TASK LIST.
a - In the article about the Congo plane crash, what language did April Mosier use when she spoke to the man next to her at the crack in the fuselage?
b - List every member of the Mosier family named in the article about the Congo plane crash.
c - Continue the article about the Congo plane crash from where it stops, adding a few paragraphs in the same news style.
Segment Start: TEXT UNDER STUDY
Thursday, April 17, 2008

Minnesota teen helps dozens escape fiery Congo plane crash


Thomas Rippe, Associated Press

Marybeth Mosier, right, an American missionary, with her daughter April, holds her 3-year-old adopted son Andrew whose leg was broken during the plane crash, in a hospital in Goma, Congo on Wednesday.

The daughter of Minnesota missionaries in Tanzania found a way to get off a burning jetliner. Her quick thinking worked.

Inside the shattered Congolese airliner, 14-year-old April Mosier raced away from where flames were swelling, a surging throng of human panic close behind.

She came upon a crack toward the right front of the fuselage, too small even for her 4-foot-9, 96-pound frame to wriggle through.

A man stood next to her. Both feared for their lives.

"Let's open this crack; otherwise we're going to die," April said to him in Swahili.

The two clawed at the opening long enough to create an escape route that April, her parents and her injured little brother, along with dozens of others, used to flee the deadly wreckage.

April, her parents, Barry and Marybeth Mosier, and her 3-year-old brother, Andrew, all survived Tuesday's crash in Congo of the privately operated DC-9. The Seventh-Day Adventist missionary family from Dodge Center, in southeastern Minnesota, were on their way from nearby Tanzania to see their oldest son, Keith, a missionary in Congo.

The jet failed to lift off in the eastern town of Goma, rammed through an airport fence and into a bustling market area, then caught fire. The casualties included some of the 80 or so on the plane and others on the ground.

"We tore the crack open with our hands," April said Wednesday evening in a telephone interview from a private residence in Goma, where the family is resting. And while "I felt rushed because of the fire [and] people ... pushing to get out," April said she remained calm.

April, who along with her family moved from Dodge Center to Tanzania in 2000, said, "I was just trying to help myself live. ... I didn't know it was going to be one of the main ways for people to get out."

Including her parents and Andrew.

"It was big enough for us to get out quite easily," said Barry Mosier, 53, who along with his son and his 51-year-old wife fled through the hole that April and the man widened. "I think most of the people got out of that hole."

Pinned inside the plane

Mosier said "the mass of humanity kept pushing" to get out and had Andrew pinned in the plane. "We pulled him up out of there, but that's probably where he broke his leg."

Once away from the burning airliner, April scrambled to find her parents and Andrew, adopted in Tanzania by the Mosiers when he was 8 days old. Barry and Marybeth, their eyeglasses lost, were just as frantic about locating their daughter.

"Somehow, we missed each other," Barry said. "The plane landed on top of the market, the people you are seeing are smashed or burning. ... I didn't want to leave without my daughter, but we needed to go."

Once on the road to a hospital in a police vehicle, he said he heard "several major explosions" from the scene about five minutes later.
Segment End: TEXT UNDER STUDY
Segment Start: DATA PROVIDED
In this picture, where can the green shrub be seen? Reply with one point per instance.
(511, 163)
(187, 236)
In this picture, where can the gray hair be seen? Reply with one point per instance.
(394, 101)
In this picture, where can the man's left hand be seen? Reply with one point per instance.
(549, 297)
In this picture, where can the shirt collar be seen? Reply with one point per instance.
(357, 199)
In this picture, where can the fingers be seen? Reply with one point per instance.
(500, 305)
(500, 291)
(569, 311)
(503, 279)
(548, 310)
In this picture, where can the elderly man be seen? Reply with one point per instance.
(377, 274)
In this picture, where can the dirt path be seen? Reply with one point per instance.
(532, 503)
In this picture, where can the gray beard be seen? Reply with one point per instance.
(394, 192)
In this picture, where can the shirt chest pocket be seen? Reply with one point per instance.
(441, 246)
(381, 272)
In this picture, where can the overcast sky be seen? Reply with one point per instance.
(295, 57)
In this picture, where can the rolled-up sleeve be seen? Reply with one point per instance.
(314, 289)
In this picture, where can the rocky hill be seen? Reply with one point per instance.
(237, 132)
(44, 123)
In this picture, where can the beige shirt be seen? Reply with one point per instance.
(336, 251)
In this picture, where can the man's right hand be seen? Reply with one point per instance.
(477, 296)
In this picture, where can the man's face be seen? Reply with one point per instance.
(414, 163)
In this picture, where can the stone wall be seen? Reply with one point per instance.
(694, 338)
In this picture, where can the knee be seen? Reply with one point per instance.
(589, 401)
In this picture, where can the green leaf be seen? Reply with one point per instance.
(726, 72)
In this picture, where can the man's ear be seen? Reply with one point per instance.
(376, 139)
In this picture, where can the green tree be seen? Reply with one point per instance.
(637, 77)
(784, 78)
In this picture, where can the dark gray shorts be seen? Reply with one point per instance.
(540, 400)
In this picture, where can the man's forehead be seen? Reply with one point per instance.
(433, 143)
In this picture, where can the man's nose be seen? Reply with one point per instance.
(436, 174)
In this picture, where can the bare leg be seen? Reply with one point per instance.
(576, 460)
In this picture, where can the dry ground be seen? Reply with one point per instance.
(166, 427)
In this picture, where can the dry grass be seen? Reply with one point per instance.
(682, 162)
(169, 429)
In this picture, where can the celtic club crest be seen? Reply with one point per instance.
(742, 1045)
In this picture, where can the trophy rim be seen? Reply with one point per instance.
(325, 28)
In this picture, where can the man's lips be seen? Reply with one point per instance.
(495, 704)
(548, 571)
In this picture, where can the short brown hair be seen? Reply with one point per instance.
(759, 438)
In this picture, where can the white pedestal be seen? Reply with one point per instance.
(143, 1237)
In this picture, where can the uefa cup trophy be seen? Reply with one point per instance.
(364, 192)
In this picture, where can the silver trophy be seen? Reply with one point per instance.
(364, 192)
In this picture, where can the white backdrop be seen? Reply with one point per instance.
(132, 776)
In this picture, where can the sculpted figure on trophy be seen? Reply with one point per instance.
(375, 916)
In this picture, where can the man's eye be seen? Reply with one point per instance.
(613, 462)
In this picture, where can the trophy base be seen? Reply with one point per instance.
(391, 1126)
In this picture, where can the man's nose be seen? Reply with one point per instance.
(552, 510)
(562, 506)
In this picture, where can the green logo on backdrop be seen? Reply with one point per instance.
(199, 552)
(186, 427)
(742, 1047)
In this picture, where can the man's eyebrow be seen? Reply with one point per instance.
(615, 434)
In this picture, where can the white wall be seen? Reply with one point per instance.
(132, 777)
Segment End: DATA PROVIDED
TASK RESULTS.
a - Swahili

b - April, Barry, Marybeth, Andrew, Keith

c -
Nearly 30 minutes after the crash, April and her parents were reunited at the hospital, she having been spirited there by police.

"When we saw each other, she just burst into tears," Barry said. "My daughter thought we were dead. ... We couldn't believe that the four of us from one family were walking away alive."

Waiting and praying

At the plane's destination, nearly 350 miles to the northwest in Kisangani, Keith Mosier waited for, then prayed and wept when the plane failed to arrive Tuesday afternoon.

After being told of the crash, "I started crying immediately, but I still had to ... make some calls to find out" what happened, Keith 25, said in an e-mail to his friends and to supporters of his family's mission work.

"After several phone calls, a lot of prayer and a lot of tears, I decided to go home, realizing that there was nothing I could do."

But before leaving, Keith said, he knelt under the hot sun and prayed aloud at the edge of an open field next to a parking lot.

Once home, he spoke with a pastor who was in contact with Barry Mosier and had good news: "My family was all safe. I can't express the joy I felt at that moment, knowing that God had spared their lives and that I would see them again."

In a later e-mail to the Star Tribune, Keith said he spoke by telephone with his family and learned that "they lost everything they had except the clothes on their backs ... ."

"But the thing [April] said she missed the most was the travel Bible I gave her for her birthday last year."

While grateful for his daughter's poise, Barry was not surprised. "She's an action girl," he said. "She makes things happen and moves very quickly."

The Mosiers, members of the Seventh-Day Adventist Church in Dodge Center, also credit their good fortune to "people at home praying for us," said Barry, who eight years ago left behind a 20-year career as an accountant for the mission work in Tanzania.

"We know that's the reason we are alive. ... We know God has more work for us to do here."